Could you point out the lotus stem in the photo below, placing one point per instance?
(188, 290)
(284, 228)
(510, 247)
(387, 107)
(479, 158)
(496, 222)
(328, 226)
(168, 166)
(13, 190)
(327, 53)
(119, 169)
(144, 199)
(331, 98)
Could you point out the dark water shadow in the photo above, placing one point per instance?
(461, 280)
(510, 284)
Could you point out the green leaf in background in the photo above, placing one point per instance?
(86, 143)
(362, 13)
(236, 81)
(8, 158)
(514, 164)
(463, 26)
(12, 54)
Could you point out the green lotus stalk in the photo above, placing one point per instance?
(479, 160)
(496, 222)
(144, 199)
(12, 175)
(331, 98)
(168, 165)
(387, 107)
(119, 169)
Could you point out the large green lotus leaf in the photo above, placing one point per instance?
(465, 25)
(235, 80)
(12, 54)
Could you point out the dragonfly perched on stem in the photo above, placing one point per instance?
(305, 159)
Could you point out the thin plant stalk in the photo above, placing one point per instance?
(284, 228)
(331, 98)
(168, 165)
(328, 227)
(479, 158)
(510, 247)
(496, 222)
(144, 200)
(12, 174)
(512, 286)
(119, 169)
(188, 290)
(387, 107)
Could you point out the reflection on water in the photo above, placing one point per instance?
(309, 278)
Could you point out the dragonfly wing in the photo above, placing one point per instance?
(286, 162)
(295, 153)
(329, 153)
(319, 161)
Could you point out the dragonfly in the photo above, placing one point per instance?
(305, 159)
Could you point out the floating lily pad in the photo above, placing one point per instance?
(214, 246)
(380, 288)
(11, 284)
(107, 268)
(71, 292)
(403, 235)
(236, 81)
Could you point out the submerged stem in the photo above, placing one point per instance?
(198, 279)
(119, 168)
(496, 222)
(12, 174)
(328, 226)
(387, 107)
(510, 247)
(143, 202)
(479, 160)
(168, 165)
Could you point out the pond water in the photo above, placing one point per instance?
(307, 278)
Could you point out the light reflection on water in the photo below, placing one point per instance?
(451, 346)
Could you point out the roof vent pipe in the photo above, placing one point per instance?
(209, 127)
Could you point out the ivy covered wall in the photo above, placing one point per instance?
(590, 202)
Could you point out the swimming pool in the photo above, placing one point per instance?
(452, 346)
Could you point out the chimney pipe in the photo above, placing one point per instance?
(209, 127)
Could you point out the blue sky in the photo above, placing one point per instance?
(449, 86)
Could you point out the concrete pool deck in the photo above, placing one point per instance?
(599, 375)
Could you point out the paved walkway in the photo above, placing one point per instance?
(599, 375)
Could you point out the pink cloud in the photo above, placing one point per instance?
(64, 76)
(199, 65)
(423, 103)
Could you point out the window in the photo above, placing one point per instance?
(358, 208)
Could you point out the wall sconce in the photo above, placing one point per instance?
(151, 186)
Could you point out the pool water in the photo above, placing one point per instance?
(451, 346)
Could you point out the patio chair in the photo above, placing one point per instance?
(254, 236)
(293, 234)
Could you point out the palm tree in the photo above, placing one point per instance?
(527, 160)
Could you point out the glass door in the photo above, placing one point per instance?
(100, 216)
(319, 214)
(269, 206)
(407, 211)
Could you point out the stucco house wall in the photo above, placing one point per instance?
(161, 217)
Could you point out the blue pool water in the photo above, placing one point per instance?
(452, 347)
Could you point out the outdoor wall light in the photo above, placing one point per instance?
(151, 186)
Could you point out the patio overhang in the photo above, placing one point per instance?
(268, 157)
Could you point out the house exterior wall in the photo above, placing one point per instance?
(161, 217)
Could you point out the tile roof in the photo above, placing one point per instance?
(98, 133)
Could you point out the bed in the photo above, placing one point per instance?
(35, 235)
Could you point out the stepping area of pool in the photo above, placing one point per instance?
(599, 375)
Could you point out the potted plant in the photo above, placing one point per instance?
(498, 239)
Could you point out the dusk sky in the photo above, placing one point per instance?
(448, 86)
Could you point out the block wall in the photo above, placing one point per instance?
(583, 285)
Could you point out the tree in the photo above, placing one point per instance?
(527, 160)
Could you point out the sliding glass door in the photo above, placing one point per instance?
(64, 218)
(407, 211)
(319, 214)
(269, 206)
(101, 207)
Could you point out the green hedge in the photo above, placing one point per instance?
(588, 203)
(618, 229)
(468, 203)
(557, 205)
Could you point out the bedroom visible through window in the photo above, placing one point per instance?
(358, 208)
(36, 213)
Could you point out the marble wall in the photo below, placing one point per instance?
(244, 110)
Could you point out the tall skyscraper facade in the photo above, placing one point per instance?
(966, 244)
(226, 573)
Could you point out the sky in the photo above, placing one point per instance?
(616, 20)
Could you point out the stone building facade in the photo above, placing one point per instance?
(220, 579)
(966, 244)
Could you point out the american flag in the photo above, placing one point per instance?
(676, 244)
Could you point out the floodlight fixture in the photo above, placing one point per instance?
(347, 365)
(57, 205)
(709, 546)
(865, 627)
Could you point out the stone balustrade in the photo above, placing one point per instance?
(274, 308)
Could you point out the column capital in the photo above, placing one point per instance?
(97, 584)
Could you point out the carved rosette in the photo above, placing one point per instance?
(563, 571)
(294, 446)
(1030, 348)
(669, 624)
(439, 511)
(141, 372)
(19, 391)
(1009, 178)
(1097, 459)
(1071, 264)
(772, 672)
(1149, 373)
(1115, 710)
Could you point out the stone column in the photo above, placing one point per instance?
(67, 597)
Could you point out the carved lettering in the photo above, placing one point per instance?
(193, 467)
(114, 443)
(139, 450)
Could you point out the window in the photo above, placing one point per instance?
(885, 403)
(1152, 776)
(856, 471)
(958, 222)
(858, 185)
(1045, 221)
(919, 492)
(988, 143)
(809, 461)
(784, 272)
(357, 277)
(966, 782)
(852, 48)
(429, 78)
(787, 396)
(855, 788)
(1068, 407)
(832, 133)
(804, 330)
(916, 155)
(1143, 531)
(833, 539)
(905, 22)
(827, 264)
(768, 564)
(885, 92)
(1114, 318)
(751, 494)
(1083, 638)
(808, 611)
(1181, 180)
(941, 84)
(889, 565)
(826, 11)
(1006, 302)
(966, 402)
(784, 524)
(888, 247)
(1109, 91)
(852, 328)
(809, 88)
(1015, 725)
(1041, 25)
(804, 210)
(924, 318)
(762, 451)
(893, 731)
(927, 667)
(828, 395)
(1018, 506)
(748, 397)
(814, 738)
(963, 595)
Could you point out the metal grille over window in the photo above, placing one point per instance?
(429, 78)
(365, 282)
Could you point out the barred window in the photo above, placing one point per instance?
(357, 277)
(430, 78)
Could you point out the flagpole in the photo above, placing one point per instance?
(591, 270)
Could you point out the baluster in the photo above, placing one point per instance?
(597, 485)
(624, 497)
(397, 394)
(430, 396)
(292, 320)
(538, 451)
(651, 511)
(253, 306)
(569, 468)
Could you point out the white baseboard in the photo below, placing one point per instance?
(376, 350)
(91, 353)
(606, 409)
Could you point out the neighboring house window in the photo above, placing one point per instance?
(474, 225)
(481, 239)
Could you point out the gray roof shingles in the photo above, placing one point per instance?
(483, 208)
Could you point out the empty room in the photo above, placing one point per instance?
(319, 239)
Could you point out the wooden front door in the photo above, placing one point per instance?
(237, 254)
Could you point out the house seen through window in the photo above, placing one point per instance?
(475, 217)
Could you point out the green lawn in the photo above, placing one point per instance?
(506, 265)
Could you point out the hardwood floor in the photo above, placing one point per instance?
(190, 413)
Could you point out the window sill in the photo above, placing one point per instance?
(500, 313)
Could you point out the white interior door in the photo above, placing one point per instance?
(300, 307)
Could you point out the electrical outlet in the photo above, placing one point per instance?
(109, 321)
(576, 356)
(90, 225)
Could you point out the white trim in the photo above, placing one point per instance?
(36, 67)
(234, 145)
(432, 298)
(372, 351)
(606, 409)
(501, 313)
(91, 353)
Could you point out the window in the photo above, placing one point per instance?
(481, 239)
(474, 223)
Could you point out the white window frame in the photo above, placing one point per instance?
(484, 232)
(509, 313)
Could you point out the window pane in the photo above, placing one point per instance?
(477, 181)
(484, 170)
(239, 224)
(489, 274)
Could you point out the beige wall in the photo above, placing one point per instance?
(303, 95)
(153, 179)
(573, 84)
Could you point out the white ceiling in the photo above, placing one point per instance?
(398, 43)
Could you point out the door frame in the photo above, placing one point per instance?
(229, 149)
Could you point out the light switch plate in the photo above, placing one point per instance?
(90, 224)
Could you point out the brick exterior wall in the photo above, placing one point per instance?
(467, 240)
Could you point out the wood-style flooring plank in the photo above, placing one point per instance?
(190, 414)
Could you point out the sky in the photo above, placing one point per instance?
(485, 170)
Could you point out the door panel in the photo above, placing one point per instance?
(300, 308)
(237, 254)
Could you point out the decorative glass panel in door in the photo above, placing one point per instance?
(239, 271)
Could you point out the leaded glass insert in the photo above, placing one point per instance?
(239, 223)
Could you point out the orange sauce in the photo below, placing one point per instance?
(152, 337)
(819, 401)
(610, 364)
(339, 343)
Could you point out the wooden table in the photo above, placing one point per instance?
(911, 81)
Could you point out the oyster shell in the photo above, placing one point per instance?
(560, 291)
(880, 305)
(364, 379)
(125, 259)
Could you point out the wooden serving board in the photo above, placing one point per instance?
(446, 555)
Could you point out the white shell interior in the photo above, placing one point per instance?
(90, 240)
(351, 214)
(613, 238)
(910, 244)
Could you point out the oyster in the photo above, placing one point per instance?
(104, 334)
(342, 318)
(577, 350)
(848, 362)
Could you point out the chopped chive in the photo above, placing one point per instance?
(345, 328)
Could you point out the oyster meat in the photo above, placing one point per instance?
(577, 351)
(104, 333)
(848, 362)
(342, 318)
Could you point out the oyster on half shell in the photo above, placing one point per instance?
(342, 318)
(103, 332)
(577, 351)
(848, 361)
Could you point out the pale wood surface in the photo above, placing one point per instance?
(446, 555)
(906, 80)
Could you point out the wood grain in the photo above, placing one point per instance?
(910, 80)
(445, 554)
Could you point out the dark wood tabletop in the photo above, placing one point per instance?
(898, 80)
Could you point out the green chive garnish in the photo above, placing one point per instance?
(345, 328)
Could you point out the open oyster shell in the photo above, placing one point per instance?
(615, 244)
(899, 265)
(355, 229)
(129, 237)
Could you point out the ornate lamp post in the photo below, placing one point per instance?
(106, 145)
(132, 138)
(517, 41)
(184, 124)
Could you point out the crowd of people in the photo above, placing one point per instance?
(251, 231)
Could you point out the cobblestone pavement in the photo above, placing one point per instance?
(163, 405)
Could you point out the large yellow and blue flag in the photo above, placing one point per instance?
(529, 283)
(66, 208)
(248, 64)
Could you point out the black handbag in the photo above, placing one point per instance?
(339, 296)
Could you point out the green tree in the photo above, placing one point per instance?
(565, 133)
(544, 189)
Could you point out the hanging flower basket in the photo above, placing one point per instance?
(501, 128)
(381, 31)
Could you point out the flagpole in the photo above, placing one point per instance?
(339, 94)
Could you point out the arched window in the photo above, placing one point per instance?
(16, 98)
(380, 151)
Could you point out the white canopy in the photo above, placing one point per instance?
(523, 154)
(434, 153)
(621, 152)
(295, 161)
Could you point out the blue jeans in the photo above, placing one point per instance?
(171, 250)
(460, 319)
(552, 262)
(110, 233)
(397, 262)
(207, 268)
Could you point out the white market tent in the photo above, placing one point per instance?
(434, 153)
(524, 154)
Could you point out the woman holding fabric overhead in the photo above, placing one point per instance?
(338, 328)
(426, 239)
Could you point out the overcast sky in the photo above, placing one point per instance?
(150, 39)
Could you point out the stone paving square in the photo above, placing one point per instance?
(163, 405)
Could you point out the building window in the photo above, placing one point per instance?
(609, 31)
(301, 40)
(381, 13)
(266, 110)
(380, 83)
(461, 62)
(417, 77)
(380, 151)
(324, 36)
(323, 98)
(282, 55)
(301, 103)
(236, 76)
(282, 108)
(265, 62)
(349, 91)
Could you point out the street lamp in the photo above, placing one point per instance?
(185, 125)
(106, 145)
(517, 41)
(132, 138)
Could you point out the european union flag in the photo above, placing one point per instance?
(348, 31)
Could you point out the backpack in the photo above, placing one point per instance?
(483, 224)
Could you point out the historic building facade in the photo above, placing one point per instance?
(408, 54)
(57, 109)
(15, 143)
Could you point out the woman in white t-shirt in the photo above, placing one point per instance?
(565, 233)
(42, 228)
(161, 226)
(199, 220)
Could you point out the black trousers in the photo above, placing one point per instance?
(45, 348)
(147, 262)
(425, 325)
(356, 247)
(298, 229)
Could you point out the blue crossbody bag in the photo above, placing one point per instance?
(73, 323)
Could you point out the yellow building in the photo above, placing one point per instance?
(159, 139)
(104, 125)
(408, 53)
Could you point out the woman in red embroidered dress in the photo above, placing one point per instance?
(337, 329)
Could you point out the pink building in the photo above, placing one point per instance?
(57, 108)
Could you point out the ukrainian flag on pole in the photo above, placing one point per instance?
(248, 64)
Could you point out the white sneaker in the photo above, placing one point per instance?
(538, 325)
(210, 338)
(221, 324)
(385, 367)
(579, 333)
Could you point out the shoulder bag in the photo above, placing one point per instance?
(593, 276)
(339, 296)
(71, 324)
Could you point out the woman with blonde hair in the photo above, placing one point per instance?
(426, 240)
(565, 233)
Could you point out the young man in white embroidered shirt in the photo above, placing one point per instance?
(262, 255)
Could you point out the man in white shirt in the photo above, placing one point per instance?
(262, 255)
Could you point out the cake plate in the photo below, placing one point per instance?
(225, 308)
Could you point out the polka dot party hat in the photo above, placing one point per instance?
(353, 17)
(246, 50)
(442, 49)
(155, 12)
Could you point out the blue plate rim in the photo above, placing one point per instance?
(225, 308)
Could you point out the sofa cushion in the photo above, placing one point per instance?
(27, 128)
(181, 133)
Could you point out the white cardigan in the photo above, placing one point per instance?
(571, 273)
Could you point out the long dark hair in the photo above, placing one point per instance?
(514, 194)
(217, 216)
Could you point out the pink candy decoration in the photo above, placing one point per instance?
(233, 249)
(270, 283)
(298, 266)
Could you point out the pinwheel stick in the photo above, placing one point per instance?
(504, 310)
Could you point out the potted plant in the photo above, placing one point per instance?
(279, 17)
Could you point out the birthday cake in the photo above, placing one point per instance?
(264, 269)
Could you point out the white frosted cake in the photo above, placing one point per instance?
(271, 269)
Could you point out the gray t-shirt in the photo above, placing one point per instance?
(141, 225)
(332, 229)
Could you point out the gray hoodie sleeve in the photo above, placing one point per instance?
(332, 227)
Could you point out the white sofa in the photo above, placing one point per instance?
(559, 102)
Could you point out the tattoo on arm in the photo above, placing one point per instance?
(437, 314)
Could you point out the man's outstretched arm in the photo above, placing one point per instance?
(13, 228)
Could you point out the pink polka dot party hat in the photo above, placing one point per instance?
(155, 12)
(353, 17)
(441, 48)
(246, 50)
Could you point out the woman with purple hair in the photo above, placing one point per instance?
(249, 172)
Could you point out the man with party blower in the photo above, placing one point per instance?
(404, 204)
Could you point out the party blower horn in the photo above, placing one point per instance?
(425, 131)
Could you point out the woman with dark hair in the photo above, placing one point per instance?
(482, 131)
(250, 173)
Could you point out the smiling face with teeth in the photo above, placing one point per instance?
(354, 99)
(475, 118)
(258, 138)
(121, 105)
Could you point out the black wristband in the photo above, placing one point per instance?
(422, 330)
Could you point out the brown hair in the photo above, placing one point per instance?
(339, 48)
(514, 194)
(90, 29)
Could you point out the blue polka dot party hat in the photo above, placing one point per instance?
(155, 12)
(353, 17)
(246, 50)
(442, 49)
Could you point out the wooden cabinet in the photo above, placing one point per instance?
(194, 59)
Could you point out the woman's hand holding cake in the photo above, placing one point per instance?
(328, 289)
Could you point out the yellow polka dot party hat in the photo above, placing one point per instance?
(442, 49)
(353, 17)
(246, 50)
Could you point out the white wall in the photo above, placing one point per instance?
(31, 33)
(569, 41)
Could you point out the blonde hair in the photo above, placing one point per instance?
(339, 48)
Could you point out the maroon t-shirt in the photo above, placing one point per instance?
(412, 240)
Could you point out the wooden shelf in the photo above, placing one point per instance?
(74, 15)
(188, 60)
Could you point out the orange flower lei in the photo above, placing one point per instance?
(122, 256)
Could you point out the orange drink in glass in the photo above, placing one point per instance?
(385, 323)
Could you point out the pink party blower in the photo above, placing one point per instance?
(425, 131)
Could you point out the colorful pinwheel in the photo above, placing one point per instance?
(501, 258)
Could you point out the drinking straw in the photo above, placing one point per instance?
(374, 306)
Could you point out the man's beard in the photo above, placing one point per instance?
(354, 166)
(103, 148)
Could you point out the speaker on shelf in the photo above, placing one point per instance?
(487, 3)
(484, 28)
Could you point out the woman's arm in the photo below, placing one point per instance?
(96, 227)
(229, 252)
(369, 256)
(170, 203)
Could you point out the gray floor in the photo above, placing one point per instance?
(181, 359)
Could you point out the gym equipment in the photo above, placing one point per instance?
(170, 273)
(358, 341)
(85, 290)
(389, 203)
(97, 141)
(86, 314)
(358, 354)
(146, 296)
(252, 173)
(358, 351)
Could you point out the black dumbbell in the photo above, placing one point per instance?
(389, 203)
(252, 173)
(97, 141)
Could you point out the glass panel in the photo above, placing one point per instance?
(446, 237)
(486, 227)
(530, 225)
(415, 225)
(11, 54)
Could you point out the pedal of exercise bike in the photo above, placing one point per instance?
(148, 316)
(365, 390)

###

#### Written problem:
Exactly and only the lines from the line containing "Could you point out the speaker" through the last line of the entries should be copied, both ends included.

#### Task answer:
Could you point out the speaker on shelf in the photo above, placing one point per instance?
(487, 3)
(484, 28)
Could you point out the woman's arm in the photo below, placing one point per instance?
(96, 227)
(229, 252)
(369, 256)
(170, 203)
Could you point out the gray floor in the photo above, placing one point per instance?
(181, 359)
Could you point out the gym equipment in the photo above, placing one point per instance?
(170, 273)
(358, 341)
(85, 290)
(389, 203)
(97, 141)
(86, 314)
(358, 354)
(146, 296)
(252, 173)
(358, 351)
Could you point out the black dumbbell in the photo above, placing one point per instance?
(389, 203)
(252, 173)
(97, 141)
Could you point out the glass panel in the photo above, placing one point per instance?
(446, 237)
(486, 227)
(530, 225)
(415, 225)
(11, 54)
Could you point out the pedal of exercise bike in the photo above, placing one point per instance?
(148, 316)
(365, 390)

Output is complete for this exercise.